▶ [Document excerpt]:
-*-
How a Cook County sheriff’s detective apparently solved the nearly 100-year-old mystery of a missing Chicago girl

The disappearance of Mary Agnes Moroney has gone unsolved for nearly 100 years.

But answers to this Chicago mystery seemed to reveal themselves only months after a Cook County detective began looking into her case last year, this time with the help of commercial DNA tests.

Katherine Moroney with her daughter, Mary Agnes, in 1928.

Katherine Moroney with her daughter, Mary Agnes, in 1928.

Mary Agnes was reportedly taken as a 2-year-old from her South Side parents on May 15, 1930 by a woman using the name Julia Otis. The case made national headlines in the 1930s, and again in the 1950s when the Chicago Daily News wrongly claimed to have solved it.

Now, members of two families are convinced she is the woman who died 20 years ago as Jeanette Burchard of Florida.

Mary Agnes’ nephew, Don Moroney, and Burchard’s daughter, Terri Arnold, reached that conclusion based on the work of Jose Rodriguez, a detective with the Cook County sheriff’s office. Rodriguez said he was assigned to investigate Mary Agnes’ disappearance on June 10.

“This was a mystery that I, personally, just had to figure out how to solve for myself,” Rodriguez said. “Fortunately enough, this case just provided the right information needed to be solved. And it was good timing.”

Rodriguez’s work was part of Sheriff Tom Dart’s Missing Persons Project. Cmdr. Jason Moran said it focuses on cases of women who have been missing for more than three years and who appear in the National Missing and Unidentified Persons System, or NamUs. 

Dart described Mary Agnes’ case as one of those “wild turns in direction you never anticipated.”

“I wasn’t expecting a 1930 case to pop up,” Dart said.

Dart’s office has also done significant work identifying victims of John Wayne Gacy. And while there are plenty of present-day issues for law enforcement to grapple with, Dart said there are rewards in pursuing cold cases like the disappearance of Mary Agnes.

A family at the center of the 93-year-old missing persons case now finally has closure.

“One of our hopes was that, when Mary was taken, that she led a good life and she was taken care of,” Don Moroney told the Chicago Sun-Times. “And she was.”

The late Jeanette Burchard, the woman thought to be Mary Agnes Moroney, in approximately the 1930s or 1940s.
-*-
▶ [Task instructions]: Reproduce the passage from the article on the Mary Agnes Moroney case, starting at the words "The disappearance of Mary Agnes Moroney" and stopping after the words "Burchard of Florida.".

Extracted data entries
-*-
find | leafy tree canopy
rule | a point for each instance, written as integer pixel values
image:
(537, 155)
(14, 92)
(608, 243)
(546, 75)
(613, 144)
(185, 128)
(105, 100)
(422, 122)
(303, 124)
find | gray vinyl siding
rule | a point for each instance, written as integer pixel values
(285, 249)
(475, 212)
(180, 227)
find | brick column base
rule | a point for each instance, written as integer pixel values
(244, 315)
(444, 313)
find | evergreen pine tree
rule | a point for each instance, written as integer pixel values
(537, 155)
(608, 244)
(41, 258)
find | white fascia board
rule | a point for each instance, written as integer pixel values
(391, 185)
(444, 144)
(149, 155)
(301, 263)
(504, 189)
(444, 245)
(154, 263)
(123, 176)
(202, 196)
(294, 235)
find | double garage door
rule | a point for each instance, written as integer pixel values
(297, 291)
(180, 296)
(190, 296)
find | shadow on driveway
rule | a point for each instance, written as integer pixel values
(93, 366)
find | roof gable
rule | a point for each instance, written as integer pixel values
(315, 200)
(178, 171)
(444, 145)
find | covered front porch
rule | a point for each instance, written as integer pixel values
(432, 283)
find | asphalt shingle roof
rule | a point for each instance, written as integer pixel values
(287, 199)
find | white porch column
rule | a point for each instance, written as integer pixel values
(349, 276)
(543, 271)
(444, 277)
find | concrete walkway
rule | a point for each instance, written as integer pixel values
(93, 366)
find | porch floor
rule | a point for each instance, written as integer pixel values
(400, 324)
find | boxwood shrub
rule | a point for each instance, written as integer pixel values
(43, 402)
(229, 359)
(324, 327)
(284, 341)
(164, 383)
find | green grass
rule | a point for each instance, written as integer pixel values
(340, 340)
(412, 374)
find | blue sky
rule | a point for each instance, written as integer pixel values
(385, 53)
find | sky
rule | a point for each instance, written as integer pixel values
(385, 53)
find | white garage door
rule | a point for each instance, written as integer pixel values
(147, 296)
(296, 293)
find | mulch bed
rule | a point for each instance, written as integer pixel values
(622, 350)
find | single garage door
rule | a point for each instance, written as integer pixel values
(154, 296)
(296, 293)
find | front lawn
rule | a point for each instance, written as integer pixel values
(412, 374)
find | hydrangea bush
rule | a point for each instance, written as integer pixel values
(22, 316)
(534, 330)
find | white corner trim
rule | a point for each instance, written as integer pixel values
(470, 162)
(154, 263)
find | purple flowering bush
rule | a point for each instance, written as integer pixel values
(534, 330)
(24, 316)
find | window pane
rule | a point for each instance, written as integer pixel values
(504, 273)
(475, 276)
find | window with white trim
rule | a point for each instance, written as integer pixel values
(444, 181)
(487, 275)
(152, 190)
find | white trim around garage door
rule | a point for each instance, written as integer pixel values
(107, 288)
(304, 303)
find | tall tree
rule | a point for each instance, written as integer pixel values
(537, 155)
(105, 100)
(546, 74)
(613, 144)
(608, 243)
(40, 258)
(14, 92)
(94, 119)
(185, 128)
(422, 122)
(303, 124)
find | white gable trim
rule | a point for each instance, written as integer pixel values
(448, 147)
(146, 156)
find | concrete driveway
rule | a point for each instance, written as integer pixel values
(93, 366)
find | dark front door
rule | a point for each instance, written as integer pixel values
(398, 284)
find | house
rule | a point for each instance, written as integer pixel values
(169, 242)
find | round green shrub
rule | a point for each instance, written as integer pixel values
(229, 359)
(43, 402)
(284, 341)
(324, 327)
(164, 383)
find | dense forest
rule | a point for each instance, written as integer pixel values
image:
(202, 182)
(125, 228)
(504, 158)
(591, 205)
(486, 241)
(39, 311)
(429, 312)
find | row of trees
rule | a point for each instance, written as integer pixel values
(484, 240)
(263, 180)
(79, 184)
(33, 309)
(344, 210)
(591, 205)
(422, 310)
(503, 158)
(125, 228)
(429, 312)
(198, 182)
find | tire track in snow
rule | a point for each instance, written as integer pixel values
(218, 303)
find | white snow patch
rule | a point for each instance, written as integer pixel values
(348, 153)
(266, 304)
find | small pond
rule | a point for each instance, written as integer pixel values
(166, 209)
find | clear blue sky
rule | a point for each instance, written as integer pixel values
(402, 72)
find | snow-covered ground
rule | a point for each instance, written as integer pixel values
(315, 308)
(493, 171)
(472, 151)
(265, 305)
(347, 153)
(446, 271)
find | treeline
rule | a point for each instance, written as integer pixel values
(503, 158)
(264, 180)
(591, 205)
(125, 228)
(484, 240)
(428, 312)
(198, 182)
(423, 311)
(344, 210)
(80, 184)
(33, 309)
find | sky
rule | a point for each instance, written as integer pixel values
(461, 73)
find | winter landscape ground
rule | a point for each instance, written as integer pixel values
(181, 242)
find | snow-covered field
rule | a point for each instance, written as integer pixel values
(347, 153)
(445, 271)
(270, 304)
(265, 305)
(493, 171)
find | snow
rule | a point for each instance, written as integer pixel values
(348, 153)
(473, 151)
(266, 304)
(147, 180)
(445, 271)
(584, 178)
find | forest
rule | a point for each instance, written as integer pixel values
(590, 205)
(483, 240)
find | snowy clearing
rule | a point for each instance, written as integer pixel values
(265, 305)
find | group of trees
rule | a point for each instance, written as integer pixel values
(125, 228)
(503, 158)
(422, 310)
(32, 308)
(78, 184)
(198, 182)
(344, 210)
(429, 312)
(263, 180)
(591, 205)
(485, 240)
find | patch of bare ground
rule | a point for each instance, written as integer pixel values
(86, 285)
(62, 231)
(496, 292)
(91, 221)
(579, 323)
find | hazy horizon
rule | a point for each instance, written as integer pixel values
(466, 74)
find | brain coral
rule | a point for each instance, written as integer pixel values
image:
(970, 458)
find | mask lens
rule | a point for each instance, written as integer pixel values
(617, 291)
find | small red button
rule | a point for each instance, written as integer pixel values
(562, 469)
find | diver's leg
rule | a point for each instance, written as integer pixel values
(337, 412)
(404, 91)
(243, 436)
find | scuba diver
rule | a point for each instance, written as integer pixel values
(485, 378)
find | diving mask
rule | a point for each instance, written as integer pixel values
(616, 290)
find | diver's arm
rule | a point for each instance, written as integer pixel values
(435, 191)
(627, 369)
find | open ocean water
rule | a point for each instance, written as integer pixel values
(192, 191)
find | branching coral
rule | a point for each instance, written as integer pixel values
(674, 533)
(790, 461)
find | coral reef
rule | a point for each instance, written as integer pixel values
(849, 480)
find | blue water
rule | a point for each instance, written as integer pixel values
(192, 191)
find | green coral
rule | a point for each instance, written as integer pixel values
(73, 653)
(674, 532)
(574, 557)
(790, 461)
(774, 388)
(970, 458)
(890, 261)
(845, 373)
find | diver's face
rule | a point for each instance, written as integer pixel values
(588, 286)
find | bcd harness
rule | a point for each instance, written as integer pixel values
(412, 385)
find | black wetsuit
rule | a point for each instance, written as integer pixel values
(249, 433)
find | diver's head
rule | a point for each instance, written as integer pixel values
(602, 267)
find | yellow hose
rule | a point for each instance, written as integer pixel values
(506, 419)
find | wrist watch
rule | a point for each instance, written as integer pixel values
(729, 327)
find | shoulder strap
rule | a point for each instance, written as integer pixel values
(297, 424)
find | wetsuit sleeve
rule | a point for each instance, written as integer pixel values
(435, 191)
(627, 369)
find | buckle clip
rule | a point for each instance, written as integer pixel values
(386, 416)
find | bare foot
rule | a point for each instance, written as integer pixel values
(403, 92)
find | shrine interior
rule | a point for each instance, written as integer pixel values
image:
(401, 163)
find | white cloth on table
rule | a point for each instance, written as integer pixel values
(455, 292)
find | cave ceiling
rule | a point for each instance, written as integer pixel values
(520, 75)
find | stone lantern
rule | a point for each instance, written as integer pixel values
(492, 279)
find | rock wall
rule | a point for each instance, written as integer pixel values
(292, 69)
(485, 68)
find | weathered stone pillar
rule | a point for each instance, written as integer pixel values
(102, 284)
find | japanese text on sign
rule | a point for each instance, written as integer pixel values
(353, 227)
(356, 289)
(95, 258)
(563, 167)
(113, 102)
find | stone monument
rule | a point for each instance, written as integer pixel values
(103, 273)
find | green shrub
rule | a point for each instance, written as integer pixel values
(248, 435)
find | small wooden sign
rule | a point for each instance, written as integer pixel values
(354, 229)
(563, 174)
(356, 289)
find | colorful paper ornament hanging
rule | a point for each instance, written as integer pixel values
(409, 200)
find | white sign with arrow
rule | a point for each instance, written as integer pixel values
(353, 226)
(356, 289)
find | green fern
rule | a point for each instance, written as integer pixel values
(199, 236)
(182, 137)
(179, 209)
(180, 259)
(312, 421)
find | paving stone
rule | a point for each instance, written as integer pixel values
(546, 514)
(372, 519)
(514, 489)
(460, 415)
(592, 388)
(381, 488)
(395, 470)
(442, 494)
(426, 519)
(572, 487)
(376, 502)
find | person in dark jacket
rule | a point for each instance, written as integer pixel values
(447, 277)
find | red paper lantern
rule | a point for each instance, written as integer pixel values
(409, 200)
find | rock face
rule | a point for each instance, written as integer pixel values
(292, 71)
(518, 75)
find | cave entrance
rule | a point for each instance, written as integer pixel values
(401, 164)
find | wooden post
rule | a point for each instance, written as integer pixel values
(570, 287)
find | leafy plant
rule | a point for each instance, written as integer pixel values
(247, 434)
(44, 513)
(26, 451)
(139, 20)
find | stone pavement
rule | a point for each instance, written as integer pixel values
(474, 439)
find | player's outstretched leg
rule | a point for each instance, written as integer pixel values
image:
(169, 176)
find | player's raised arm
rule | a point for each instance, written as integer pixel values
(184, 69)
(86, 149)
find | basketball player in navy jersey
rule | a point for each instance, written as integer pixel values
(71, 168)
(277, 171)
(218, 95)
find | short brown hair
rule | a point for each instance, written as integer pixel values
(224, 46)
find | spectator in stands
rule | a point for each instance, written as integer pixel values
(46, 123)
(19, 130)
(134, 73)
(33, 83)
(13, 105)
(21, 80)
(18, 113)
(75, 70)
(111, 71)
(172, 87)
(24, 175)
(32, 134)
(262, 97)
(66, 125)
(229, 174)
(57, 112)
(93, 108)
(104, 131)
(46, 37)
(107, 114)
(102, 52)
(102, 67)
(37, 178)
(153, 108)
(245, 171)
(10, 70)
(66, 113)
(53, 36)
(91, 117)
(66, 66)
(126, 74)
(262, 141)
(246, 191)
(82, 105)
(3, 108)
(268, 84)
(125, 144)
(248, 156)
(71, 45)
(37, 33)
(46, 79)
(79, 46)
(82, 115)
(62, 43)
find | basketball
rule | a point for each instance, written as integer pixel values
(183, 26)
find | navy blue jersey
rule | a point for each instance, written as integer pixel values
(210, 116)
-*-
▶ [Answer space]:
The disappearance of Mary Agnes Moroney has gone unsolved for nearly 100 years.

But answers to this Chicago mystery seemed to reveal themselves only months after a Cook County detective began looking into her case last year, this time with the help of commercial DNA tests.

Katherine Moroney with her daughter, Mary Agnes, in 1928.

Katherine Moroney with her daughter, Mary Agnes, in 1928.

Mary Agnes was reportedly taken as a 2-year-old from her South Side parents on May 15, 1930 by a woman using the name Julia Otis. The case made national headlines in the 1930s, and again in the 1950s when the Chicago Daily News wrongly claimed to have solved it.

Now, members of two families are convinced she is the woman who died 20 years ago as Jeanette Burchard of Florida.